* **TO BE DONE**
A – According to the intangible assets note, how often is goodwill tested for impairment?
B – Please write the next part of the intangible assets note, picking up right after its final line.

* **TEXT SEGMENT**
Expenditure on acquired trademarks, licences, customer lists and computer software is amortised using the straight-line basis over their estimated useful lives between 2 to 10 years. Goodwill is not amortised, but is tested for impairment annually.

Refer to note 39.3 for details of new business combinations during the year.

  Goodwill and indefinite life intangible assets
  A summary of the goodwill and indefinite life intangible assets by cash generating unit and related assumptions applied for impairment testing purposes are as follows:
             
  Cash-generating units (CGUs) Indefinite life
intangible
assets*
2014
Rm
  Goodwill
2014
Rm
Pre tax
discount
rate
2014 %
Terminal
growth rate
2014 %
  Logistics Africa          
  CIC Holdings Ltd     468 16,6 6,0
  Imperial Health Sciences     194 20,7 4,5
  Eco Health Ltd     463 20,4 9,0
  Logistics International          
  Panopa Group     487 8,4 1,5
  Neska Group     146 8,3 1,5
  Reederei Group     759 9,0 1,5
  Lehnkering Group     1 076 8,4 1,5
  Lubcke Marine     58 7,8 1,5
  Rijnaarde BV     87 8,4 1,5
  Vehicle import, distribution and dealerships          
  Uvundlu Investments (Pty) Ltd     56 19,2 4,5
  E-Z-Go Golf Carts     55 16,6 4,5
  Renault SA (Pty) Ltd 222   98 15,7 4,5
  Vehicle retail, rental and after market parts          
  Beekman Super Canopies (Pty) Ltd     76 20,1 4,5
  Orwell Trucks Ltd     57 13,3 2,0
  Midas (Pty) Ltd     202 16,0 4,5
    222   4 282    
  Aggregate of immaterial indefinite life intangible assets and goodwill 45   455    
  Carrying value 267   4 737    
  * Included as part of customer lists and contracts above.

Lines of data
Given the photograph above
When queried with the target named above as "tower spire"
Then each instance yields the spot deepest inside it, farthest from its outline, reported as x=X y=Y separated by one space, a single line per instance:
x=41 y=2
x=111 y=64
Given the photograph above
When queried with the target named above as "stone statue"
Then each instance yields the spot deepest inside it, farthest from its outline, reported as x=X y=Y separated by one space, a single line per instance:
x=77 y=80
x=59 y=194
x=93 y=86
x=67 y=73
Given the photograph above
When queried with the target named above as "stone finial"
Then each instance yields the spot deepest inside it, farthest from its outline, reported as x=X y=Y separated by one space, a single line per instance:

* **PER-TASK ANSWERS**
A – Goodwill is tested for impairment annually.

B –
  Goodwill impairment testing
 

Goodwill is allocated to the appropriate CGUs according to the type of business and where it operates. The CGUs represent the identifiable assets for which an active market exists and which generate independent cash flows for the Group.

External and internal factors surrounding the business operations play a role in determining an indication of impairment. In addition the carrying amount of goodwill is subject to an annual impairment test. Impairment tests are carried out on all goodwill balances within each CGU.

Impairment of goodwill arises when the recoverable amount of the CGU, including goodwill is less than the carrying value. The recoverable amount is determined as the greater of the fair value less costs to sell or the value in use. It is difficult to use the fair value less costs to sell as a reliable estimate is not easily obtainable in determining the recoverable amount. Therefore the value in use method is used to assess the goodwill for impairment.

Key assumptions used in value in use calculations

Cash flow projections

The value in use is calculated using the forecasted cash inflows and outflows which are expected to be derived from continuing use of the CGU and its ultimate disposal. Cash flow projections for financial forecasts are based on expected revenue, operating margins, working capital requirements and capital expenditure, which were approved by senior management.

The expected revenues were based on market share assumptions, volume growth and price increases. No significant change in market share was assumed during the forecasted period and is based on the average market share in the period immediately before the forecast period. Volume growth was based on average growth experienced in recent years. The exchange rates used in the cash flow projections were consistent with external sources of information.

Operating margins reflect past experience but adjusted for any expected changes for the individual CGU’s.

These cash flow projections cover a five-year forecast period, which are then extrapolated into perpetuity using applicable terminal growth rates.

The key assumptions used in arriving at projected cash flows were as follows:

Logistics Africa - Revenue growth and the operating margins.
Logistics International - Market share assumptions and operating margins.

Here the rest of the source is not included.